OBJECTIVE A »
According to the All Hallows church text, who ordered surrounding buildings blown up to make a firebreak during the Great Fire of 1666?
OBJECTIVE B »
Please extend the All Hallows church text, starting after its final sentence.

** Begin TEXT TO READ **

January 4th – On this day in 1650, twenty-seven barrels of gunpowder stored by the church of All Hallows by the Tower exploded, killing sixty-seven people and destroying fifty houses (de Loriol).
The church was originally built in the Saxon period, and considerably added to in the Medieval. It was undamaged in the Great Fire of 1666, thanks to the action of Admiral General Sir William Penn Senior, who ordered the blowing-up of some surrounding buildings to create a firebreak, although it nonetheless required to be rebuilt by Pearson in the late nineteenth century. It was then gutted by bombing in the Blitz of 1940-41, when “the tower of the church acted like a chimney, drawing the flames upwards and intensifying them” and “wood blazed, stones calcinated, lead poured down walls and the bells melted”, and rebuilt again by Lord Mottistone in a “happy blend” of Ancient and Neo-Perpendicular styles, and rededicated in 1957.

** End TEXT TO READ **
** Begin EXTRACTED MATERIAL **

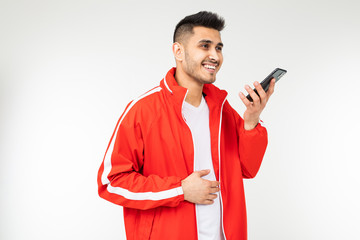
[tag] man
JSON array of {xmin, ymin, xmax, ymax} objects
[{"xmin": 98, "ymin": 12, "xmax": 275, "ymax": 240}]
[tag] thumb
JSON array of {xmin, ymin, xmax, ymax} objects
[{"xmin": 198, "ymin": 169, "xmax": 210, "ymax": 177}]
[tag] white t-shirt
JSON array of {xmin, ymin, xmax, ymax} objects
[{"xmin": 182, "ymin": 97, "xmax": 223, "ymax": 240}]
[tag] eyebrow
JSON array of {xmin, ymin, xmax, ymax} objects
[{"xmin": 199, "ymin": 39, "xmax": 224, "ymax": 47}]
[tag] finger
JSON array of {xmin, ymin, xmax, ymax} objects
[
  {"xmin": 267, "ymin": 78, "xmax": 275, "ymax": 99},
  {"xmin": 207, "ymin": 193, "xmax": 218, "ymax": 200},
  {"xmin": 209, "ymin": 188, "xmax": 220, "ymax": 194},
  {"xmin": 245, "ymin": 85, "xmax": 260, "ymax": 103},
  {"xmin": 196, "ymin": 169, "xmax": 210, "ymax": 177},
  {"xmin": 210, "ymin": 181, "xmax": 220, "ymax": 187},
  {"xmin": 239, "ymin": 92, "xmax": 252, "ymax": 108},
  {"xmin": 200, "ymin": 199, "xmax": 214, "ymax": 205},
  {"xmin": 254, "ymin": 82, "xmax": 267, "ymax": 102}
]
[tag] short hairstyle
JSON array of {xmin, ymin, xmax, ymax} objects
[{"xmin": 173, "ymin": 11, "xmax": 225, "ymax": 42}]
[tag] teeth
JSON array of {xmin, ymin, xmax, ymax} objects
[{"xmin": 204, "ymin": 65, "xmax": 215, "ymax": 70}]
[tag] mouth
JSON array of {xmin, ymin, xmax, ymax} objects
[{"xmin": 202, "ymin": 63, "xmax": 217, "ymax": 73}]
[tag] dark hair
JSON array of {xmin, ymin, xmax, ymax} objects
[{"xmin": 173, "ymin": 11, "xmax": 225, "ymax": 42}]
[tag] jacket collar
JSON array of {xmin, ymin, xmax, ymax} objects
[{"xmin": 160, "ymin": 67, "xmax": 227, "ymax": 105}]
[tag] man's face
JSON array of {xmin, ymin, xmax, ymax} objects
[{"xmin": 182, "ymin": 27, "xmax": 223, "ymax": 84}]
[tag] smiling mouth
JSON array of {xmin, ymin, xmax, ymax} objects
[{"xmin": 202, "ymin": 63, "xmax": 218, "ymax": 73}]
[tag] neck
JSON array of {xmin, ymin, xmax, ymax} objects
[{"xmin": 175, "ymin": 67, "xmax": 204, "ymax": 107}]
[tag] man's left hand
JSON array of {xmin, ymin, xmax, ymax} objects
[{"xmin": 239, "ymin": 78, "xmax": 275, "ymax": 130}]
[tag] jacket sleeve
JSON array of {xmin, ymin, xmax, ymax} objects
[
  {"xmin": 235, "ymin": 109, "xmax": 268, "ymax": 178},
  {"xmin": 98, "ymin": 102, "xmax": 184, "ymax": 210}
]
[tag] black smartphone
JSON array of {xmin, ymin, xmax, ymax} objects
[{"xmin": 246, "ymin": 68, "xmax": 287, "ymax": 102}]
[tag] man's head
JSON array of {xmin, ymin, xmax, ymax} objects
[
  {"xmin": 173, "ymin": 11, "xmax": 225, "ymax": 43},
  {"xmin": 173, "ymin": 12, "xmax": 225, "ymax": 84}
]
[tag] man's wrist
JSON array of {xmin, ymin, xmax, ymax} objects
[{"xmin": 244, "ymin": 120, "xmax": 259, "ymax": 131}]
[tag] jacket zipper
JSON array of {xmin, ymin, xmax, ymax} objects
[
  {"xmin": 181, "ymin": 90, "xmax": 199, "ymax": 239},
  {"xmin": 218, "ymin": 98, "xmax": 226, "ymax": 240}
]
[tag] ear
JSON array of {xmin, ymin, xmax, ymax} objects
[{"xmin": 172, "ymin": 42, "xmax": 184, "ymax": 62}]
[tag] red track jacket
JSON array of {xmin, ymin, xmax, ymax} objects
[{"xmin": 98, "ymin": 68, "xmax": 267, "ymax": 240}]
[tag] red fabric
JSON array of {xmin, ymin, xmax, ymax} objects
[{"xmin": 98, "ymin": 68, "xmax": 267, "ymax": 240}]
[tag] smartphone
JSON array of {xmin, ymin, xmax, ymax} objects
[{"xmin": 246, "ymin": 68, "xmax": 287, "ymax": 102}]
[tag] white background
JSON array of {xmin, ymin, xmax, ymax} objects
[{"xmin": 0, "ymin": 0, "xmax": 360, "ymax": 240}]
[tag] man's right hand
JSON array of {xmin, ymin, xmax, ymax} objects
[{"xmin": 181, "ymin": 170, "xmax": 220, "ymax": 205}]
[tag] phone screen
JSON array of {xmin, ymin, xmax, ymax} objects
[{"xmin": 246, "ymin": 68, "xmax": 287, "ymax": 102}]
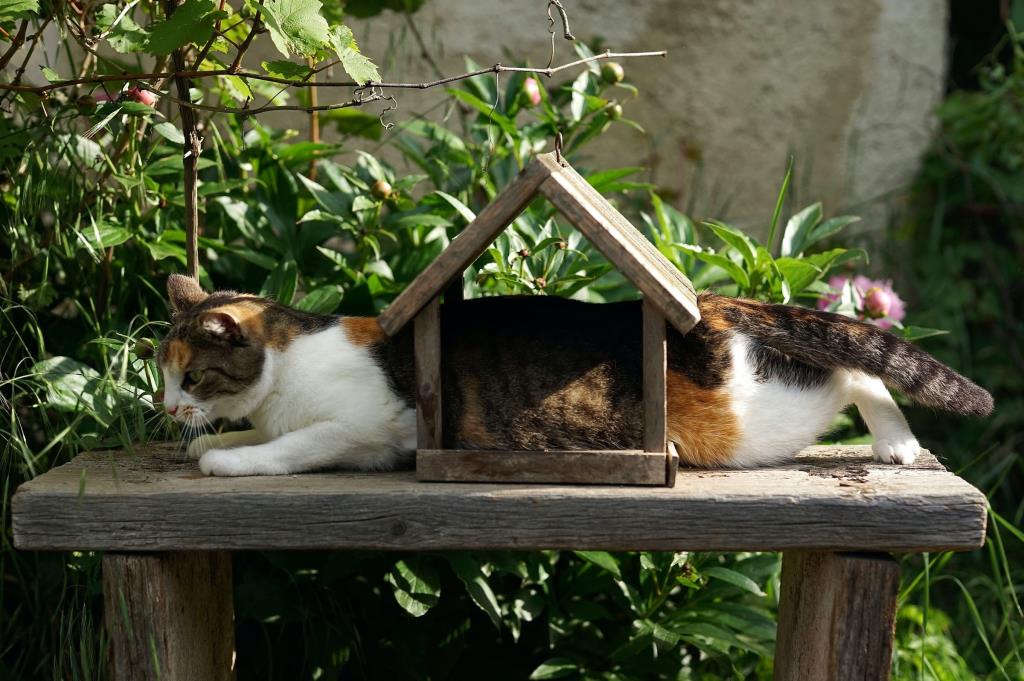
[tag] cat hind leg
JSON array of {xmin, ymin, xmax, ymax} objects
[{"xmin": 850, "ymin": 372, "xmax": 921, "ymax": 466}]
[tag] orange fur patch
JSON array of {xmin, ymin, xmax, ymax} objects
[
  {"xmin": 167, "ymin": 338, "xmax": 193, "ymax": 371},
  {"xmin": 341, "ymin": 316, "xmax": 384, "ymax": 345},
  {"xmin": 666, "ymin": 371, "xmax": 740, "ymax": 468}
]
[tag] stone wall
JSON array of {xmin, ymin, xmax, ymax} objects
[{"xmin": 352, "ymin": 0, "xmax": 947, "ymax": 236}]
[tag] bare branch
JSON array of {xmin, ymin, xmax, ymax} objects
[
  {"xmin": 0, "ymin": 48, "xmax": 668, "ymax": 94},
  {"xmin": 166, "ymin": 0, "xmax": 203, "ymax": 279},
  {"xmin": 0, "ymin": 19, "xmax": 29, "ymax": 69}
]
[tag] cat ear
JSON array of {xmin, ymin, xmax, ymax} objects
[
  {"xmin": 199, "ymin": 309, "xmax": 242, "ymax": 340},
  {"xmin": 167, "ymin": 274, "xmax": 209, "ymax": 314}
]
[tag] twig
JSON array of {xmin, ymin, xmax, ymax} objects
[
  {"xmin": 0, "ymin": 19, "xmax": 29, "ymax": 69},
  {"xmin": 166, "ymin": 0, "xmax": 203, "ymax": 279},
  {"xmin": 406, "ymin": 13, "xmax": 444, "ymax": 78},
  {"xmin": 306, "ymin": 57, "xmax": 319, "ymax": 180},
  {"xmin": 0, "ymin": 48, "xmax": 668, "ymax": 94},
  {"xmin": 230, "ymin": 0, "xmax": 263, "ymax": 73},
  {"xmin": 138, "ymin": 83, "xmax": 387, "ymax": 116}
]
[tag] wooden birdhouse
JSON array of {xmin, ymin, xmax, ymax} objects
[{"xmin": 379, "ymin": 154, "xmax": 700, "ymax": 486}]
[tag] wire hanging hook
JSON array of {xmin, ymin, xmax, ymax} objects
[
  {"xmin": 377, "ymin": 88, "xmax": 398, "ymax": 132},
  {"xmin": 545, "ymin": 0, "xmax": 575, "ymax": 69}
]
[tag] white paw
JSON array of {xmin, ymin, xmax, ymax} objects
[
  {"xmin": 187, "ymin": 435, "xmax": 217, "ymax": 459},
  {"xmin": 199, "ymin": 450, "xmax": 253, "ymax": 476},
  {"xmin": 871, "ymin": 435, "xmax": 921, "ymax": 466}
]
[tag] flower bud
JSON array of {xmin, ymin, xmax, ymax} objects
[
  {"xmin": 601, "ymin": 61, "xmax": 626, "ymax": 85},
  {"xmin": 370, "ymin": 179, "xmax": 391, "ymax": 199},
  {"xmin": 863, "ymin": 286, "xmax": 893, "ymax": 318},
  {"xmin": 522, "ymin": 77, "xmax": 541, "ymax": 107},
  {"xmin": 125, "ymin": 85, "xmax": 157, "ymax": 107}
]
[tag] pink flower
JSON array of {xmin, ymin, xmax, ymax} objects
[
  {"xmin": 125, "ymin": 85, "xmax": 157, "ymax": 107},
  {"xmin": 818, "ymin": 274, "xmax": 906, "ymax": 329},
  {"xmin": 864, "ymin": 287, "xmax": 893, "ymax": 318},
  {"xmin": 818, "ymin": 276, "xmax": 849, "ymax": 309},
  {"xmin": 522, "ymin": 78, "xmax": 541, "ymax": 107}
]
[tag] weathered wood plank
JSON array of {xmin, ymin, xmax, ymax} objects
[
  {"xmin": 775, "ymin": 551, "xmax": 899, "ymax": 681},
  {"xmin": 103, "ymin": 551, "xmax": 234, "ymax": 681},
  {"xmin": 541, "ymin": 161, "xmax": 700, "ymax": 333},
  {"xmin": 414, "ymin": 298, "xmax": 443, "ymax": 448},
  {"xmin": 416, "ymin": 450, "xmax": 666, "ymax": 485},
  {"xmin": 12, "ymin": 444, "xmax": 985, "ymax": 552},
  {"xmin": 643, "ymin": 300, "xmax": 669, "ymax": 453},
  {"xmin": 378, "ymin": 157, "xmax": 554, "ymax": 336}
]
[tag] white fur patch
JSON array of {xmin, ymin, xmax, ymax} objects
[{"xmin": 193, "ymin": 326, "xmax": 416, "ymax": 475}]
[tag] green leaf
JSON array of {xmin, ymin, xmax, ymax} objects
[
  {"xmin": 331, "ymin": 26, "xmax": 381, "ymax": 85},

** End EXTRACTED MATERIAL **

RESPONSE A »
Admiral General Sir William Penn Senior.

RESPONSE B »
A fine Saxon arch of around 675, incorporating Roman tiles, survives in situ;
and there are two Saxon crosses of 900-1000 in an interesting exhibition in the crypt, which is itself Saxon to Medieval.
Among the many surviving Medieval to post-Medieval features are: substantial sections of tiled floor; an altar table of stone from the Crusaders’ castle at Atlit below Mount Carmel in the Holy Land; a fine Flemish painted panelled altar-piece, known as the Tate Panel, dating to at least the fifteenth century;
numerous sculptures, including a carved wooden one of St James of Compostella, dating to the fifteenth century, and a carved ivory one of Christ salvaged from the flagship of the Spanish Armada in 1588;
numerous monuments, including the Croke chest, dating to around 1477, and brasses;
and the seventeenth-century tower, from which Samuel Pepys watched the Great Fire of 1666 (noting in his diary entry for Wednesday 5th September, “I up to the top of Barkinge steeple, and there saw the saddest sight of desolation I ever saw”).
Also of note are the exquisitely intricately carved lime-wood font-cover by Grinling Gibbons, dating to 1682;
the pulpit, originally from St Swithin London Stone, also dating to 1682; a series of ornamental sword-rests, dating to the eighteenth century; and, among the Curiosa, numerous large model ships suspended in the south aisle.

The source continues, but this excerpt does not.